■ **ASSIGNMENT**
The expected answer is a copy of every line in the listing that has the word "shelving".
= Beginning of Section =
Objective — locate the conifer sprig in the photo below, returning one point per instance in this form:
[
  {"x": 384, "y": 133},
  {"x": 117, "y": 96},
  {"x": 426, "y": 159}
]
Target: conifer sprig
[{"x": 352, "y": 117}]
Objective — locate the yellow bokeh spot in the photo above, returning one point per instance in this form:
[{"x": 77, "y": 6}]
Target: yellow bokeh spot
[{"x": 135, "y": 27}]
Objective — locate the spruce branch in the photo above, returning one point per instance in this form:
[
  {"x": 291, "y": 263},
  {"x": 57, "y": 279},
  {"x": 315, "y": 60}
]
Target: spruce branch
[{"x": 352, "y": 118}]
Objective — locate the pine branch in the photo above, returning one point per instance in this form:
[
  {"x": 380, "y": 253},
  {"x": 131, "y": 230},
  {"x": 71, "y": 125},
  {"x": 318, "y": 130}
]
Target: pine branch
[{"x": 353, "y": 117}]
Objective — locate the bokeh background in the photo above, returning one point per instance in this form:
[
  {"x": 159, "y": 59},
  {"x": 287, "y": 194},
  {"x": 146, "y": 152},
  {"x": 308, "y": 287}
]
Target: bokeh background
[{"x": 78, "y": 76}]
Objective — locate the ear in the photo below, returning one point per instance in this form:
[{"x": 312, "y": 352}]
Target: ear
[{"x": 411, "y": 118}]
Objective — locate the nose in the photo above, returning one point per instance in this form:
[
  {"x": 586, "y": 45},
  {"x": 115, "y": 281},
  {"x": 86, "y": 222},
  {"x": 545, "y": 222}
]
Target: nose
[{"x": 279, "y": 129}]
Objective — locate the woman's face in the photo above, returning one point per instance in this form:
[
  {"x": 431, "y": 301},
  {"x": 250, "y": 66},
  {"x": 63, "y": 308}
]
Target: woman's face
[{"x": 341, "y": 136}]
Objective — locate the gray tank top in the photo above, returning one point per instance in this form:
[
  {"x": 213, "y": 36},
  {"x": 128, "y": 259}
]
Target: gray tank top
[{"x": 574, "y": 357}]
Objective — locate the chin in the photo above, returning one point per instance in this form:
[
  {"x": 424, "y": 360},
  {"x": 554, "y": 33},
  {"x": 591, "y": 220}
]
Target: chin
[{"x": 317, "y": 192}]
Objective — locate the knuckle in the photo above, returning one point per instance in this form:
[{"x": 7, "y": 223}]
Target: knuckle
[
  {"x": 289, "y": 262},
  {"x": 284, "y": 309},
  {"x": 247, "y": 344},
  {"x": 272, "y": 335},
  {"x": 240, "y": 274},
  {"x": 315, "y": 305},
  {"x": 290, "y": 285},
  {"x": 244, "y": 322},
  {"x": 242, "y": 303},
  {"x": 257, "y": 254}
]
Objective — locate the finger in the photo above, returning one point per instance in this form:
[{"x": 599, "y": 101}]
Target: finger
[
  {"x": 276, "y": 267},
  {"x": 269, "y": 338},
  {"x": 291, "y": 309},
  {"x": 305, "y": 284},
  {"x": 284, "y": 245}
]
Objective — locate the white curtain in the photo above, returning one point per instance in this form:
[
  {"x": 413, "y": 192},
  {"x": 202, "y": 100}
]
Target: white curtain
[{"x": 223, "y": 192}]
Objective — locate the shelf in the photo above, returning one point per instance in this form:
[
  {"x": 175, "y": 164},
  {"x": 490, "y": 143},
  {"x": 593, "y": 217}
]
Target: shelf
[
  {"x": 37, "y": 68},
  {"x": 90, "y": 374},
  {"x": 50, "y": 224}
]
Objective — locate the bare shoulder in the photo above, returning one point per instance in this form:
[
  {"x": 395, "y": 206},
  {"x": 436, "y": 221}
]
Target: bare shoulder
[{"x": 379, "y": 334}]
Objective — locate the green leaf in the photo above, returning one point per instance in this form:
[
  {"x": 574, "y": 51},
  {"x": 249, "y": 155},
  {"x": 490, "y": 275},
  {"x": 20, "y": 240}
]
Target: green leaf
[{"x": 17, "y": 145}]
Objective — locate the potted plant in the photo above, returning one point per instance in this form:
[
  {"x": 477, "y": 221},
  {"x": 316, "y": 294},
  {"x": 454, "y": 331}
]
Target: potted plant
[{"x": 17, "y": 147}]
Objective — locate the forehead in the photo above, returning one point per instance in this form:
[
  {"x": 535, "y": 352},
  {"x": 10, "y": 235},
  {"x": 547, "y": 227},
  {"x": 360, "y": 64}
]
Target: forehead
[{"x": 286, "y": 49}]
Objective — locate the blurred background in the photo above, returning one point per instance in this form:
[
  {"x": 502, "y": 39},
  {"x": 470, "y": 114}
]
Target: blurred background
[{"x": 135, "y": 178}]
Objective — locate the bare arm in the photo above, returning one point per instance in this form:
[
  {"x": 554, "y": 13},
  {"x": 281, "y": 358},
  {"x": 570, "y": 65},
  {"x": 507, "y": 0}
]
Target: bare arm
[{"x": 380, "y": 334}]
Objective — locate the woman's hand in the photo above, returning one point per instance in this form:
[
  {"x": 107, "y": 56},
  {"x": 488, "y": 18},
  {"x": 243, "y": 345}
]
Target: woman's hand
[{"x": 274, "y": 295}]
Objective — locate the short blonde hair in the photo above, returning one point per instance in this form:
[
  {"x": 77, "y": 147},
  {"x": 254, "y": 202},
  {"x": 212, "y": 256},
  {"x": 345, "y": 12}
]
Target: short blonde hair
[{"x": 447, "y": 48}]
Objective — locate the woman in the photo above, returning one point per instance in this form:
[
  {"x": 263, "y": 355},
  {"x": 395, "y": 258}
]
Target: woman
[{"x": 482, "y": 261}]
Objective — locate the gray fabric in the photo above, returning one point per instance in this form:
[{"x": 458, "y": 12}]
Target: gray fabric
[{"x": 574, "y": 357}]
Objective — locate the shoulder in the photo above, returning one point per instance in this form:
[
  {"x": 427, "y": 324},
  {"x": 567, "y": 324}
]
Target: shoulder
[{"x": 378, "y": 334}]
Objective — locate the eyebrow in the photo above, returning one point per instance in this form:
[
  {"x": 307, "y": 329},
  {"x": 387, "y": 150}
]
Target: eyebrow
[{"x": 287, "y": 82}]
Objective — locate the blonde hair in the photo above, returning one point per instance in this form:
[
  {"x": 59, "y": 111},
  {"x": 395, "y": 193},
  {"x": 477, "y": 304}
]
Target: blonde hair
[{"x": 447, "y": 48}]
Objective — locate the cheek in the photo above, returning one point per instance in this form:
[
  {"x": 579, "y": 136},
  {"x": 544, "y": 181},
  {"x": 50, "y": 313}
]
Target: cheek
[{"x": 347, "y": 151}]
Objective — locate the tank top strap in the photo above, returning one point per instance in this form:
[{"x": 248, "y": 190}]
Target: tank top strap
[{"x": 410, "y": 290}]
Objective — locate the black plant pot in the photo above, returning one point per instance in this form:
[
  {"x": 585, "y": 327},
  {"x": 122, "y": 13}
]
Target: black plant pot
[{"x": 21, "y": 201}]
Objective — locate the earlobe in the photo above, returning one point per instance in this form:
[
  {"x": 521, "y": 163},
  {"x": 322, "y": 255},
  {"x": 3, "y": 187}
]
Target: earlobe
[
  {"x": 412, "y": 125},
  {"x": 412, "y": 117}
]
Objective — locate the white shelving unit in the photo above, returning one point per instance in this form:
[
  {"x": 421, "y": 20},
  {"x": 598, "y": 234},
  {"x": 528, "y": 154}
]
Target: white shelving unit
= End of Section =
■ **ANSWER TO THIS PROBLEM**
Objective — locate the white shelving unit in the photo above, returning one point per instance in this form:
Target: white shelving unit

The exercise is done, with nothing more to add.